WORK INSTRUCTIONS ▸
Collect every line of the records below that contains the string "shirt", and copy each such line in full. Treat the match as case-sensitive.

RAW RECORDS ▸
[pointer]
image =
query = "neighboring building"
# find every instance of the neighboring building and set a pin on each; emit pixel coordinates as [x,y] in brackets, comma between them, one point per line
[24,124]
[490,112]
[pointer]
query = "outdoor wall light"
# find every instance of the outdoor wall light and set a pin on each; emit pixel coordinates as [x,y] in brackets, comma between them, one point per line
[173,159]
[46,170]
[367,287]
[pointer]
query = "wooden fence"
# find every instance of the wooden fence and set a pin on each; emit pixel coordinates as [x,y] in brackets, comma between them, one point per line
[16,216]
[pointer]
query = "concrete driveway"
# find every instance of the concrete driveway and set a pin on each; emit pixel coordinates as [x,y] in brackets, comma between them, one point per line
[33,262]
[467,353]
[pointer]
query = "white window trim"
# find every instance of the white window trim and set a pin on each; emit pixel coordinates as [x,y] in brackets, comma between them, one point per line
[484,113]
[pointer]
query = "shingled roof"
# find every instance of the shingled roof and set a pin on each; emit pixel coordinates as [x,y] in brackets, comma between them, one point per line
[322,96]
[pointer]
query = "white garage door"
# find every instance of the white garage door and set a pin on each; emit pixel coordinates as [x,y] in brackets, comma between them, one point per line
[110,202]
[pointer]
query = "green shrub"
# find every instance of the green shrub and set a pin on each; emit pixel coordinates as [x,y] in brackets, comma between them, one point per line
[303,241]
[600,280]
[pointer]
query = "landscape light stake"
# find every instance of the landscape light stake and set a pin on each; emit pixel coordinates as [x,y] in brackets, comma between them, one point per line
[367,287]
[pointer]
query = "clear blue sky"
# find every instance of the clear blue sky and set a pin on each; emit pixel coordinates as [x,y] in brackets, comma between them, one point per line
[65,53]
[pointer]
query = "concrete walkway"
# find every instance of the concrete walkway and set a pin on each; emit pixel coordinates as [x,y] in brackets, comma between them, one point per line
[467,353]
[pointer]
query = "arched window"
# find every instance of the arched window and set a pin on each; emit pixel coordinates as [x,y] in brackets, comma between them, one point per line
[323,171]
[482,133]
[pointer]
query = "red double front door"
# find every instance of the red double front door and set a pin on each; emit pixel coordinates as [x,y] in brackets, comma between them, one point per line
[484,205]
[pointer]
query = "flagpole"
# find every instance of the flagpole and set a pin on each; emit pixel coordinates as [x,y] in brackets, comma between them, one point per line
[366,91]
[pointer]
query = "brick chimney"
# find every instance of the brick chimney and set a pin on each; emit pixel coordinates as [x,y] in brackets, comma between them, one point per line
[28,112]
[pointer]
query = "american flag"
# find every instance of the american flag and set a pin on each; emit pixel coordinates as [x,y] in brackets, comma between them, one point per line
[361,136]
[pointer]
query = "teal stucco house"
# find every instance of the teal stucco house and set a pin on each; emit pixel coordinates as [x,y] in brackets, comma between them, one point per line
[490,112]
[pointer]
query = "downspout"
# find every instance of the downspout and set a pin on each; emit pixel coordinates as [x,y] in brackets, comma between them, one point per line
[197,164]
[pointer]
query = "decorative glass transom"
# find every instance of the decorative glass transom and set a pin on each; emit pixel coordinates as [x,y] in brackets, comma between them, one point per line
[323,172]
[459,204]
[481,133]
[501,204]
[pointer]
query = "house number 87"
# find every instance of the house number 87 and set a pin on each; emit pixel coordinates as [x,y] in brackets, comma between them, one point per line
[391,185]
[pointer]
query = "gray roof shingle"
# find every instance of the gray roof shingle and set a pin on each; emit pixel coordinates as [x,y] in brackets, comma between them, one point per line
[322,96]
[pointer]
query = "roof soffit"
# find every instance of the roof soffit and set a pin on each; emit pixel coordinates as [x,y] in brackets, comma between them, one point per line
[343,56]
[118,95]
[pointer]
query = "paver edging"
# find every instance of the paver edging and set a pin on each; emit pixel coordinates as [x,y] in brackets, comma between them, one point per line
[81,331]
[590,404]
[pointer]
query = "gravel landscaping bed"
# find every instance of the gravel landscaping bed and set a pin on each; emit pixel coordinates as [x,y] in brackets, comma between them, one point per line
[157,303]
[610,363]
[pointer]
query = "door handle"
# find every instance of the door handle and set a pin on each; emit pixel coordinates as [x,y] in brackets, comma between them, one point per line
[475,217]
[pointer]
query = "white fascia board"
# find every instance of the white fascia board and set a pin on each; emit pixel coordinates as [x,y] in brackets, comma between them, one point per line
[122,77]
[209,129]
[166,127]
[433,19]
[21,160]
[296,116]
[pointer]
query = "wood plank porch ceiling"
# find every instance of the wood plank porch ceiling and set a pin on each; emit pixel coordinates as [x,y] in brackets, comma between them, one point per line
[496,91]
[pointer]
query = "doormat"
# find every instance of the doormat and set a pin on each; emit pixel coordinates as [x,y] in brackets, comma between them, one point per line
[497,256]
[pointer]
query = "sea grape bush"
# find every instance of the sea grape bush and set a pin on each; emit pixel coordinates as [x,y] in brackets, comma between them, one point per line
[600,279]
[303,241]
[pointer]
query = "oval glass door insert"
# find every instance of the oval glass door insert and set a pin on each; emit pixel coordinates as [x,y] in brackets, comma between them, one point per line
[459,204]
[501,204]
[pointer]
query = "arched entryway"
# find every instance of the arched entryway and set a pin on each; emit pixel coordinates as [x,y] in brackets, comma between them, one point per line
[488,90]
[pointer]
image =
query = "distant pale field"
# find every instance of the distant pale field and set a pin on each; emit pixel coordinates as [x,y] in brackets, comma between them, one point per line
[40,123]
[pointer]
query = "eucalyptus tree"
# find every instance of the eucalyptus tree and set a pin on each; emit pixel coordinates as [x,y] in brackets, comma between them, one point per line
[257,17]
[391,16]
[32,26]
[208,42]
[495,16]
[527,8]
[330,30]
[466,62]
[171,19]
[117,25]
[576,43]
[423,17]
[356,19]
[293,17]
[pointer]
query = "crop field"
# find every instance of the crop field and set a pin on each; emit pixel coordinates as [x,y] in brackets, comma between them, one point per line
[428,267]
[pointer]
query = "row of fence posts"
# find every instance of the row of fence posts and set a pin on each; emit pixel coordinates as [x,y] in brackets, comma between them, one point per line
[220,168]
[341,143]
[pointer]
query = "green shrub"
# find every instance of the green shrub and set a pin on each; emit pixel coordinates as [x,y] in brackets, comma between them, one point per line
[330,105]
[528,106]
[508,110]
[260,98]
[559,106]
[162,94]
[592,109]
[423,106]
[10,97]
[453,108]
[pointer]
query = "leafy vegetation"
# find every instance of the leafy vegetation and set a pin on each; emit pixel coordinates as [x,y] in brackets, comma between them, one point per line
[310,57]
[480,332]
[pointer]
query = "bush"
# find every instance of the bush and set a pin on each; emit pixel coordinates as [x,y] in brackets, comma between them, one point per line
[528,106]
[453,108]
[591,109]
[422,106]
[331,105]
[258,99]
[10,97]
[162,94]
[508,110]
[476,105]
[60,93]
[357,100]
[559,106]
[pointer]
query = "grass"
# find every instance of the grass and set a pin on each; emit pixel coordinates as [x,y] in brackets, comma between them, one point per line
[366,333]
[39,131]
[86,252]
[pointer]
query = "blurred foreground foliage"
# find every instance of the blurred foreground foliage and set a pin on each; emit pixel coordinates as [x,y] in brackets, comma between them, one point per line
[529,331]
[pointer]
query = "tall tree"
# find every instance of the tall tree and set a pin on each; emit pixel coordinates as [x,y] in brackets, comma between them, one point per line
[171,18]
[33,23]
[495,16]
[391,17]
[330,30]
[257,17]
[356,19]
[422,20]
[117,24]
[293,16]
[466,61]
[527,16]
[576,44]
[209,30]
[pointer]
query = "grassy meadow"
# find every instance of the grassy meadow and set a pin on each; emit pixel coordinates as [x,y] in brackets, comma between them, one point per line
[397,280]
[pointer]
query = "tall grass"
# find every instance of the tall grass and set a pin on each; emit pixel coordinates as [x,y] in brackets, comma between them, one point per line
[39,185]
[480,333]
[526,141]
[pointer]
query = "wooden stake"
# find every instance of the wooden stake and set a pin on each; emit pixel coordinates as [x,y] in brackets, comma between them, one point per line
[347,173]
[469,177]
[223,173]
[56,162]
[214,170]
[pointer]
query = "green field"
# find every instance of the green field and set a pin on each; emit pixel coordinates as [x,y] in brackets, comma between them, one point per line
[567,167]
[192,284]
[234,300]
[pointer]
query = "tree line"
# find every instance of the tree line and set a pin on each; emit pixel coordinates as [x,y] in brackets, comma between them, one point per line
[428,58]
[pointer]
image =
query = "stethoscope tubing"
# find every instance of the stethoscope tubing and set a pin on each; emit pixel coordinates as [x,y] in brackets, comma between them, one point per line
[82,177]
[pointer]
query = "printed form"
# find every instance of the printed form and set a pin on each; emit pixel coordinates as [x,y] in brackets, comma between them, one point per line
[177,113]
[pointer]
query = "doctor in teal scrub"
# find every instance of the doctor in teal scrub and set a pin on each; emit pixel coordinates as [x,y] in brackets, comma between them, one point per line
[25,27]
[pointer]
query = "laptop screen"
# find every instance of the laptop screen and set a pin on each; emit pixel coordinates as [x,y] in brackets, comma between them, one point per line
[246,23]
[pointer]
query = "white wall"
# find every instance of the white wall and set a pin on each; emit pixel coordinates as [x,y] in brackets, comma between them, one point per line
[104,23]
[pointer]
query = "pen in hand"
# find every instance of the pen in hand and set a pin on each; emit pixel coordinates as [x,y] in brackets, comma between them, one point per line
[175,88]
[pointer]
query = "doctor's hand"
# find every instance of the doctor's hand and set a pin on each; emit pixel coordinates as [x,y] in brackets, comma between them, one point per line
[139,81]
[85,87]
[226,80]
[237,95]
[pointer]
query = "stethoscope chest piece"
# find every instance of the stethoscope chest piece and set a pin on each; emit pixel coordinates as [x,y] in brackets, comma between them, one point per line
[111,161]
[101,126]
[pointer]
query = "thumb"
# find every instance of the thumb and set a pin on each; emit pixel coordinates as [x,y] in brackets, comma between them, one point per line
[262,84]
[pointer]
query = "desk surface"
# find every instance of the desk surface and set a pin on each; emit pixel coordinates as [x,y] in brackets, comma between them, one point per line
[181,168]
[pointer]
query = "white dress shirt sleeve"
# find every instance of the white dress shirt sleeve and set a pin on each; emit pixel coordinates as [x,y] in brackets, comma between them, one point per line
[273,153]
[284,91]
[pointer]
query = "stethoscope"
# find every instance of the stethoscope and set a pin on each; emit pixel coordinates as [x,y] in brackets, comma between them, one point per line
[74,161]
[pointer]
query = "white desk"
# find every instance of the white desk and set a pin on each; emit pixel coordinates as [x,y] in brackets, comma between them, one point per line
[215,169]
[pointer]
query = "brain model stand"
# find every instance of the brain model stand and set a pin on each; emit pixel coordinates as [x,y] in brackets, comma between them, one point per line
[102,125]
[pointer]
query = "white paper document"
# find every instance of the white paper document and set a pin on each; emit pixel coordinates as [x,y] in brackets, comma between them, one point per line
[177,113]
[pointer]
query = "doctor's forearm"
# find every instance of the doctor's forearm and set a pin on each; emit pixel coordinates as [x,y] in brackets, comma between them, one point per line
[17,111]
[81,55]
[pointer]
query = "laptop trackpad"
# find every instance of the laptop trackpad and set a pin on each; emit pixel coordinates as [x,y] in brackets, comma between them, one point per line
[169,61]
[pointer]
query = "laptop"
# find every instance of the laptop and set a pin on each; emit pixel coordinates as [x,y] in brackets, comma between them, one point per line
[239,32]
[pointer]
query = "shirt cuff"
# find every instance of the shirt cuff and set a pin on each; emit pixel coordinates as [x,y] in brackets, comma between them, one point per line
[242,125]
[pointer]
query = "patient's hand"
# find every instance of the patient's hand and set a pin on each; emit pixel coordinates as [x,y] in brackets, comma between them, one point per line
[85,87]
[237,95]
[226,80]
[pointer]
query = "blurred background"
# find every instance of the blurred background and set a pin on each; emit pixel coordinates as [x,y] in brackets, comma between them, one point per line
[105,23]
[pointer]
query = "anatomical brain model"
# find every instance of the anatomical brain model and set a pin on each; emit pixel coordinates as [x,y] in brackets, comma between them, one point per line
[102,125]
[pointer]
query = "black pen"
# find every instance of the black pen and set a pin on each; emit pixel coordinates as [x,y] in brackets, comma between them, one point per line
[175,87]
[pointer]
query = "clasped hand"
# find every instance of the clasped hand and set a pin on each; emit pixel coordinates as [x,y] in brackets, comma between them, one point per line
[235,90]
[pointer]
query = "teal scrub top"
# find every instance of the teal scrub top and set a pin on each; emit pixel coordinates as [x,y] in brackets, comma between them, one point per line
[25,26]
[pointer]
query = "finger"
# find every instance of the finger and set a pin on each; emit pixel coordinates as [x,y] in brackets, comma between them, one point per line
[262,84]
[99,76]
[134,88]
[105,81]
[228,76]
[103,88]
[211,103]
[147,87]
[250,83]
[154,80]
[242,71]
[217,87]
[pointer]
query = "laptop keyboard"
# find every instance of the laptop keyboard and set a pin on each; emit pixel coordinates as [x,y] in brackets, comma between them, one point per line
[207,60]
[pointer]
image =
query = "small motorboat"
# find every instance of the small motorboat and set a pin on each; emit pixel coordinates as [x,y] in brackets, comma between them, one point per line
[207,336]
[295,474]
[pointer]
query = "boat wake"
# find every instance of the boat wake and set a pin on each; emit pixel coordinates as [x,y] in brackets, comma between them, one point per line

SOLVED PROBLEM ▸
query = "white dress shirt sleeve"
# find every instance of the white dress shirt sleeve and set a pin on each; emit pixel coordinates as [x,y] in brackets, comma between them, one point per line
query = "shirt cuff"
# find every instance of the shirt cuff and set a pin on each; emit pixel coordinates as [x,y] in brackets, comma between them, one point per line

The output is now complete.